> _What this exercise asks_
A – From the essay on writing malware in high school, copy out the part that opens with the words containing "That time I" and closes with "two inner drives.".
B – Pick up the essay on writing malware in high school where it stops and continue it.

> _Extract_
That time I wrote malware and got caught

Monday, October 30, 2023

Most of us make some bad decisions in high school. While other people were drinking, going to parties, and who knows what else, I was doing some experimentation of my own. I was writing my first (and only) piece of malware.


From as early as I can remember, I've had a fascination with security. In games, I would play rogues and try to pickpocket people or pick open locks. This came from two inner drives.

The first one is the obvious one: getting access to things you're not supposed to. I was a curious kid 1 and wanted to know everything. Nothing seemed like it should not be my business. So playing as a character who could get into any room was just my cup of tea: unfettered access to know what was going on.

The second one was less obvious and took me a while to realize in myself: a deep desire to know how things work. More precisely, a deep desire to figure out how things work. If I read a book about something, that's fun and I learn something. But if I poke at a system enough to figure out how it works and why it works that way, that's deeply satisfying and such a thrill.


Our high school had computers in most classrooms, and we had a few computer labs 2 . Like is common with computer labs, these required logging in with your school credentials 3 . Once you logged in, you had access to your personal drive (mounted at P:\\, I assume for "personal") as well as a few shared drives. Students could read files on some of these drives, and could read and write to one of them. Is this foreshadowing? Is it ever.

> _Dataset excerpt_
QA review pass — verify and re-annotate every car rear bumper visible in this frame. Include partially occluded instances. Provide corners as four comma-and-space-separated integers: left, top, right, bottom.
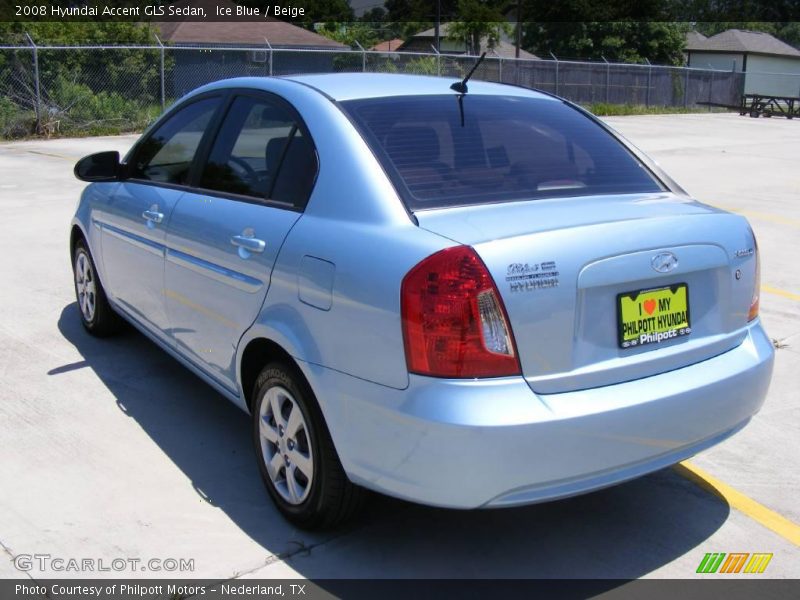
309, 321, 774, 509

> _Answers to the problems_
A –
That time I wrote malware and got caught

Monday, October 30, 2023

Most of us make some bad decisions in high school. While other people were drinking, going to parties, and who knows what else, I was doing some experimentation of my own. I was writing my first (and only) piece of malware.


From as early as I can remember, I've had a fascination with security. In games, I would play rogues and try to pickpocket people or pick open locks. This came from two inner drives.

B –
Another thing that our computers had was spyware "monitoring software" so that the lab supervisor could see what we were doing. On the one hand, high school students do many unwise things so this is probably a reasonable practice. But on the other hand, it inures people to being spied on, and it definitely didn't prevent me from doing naughty things, soooo... it wasn't very effective. To prevent us from killing the process that monitored us, we had no access to Task Manager.

My junior year, I was in a programming class, and we used .NET languages (VB.NET and C#) in our classes. Since we were using Visual Studio, we had access to a fun drag-and-drop builder, and we also had hooks into Windows APIs to do convenient things. You could capture keystrokes, like Ctrl-C for copy if you want to do something different with it.

Naturally, I wanted to explore the limts of these APIs. What would it let me capture, and what would it not? Unfortunately, they let me capture almost everything. From here, I created my malware: Fluffy, Destroyer of Worlds.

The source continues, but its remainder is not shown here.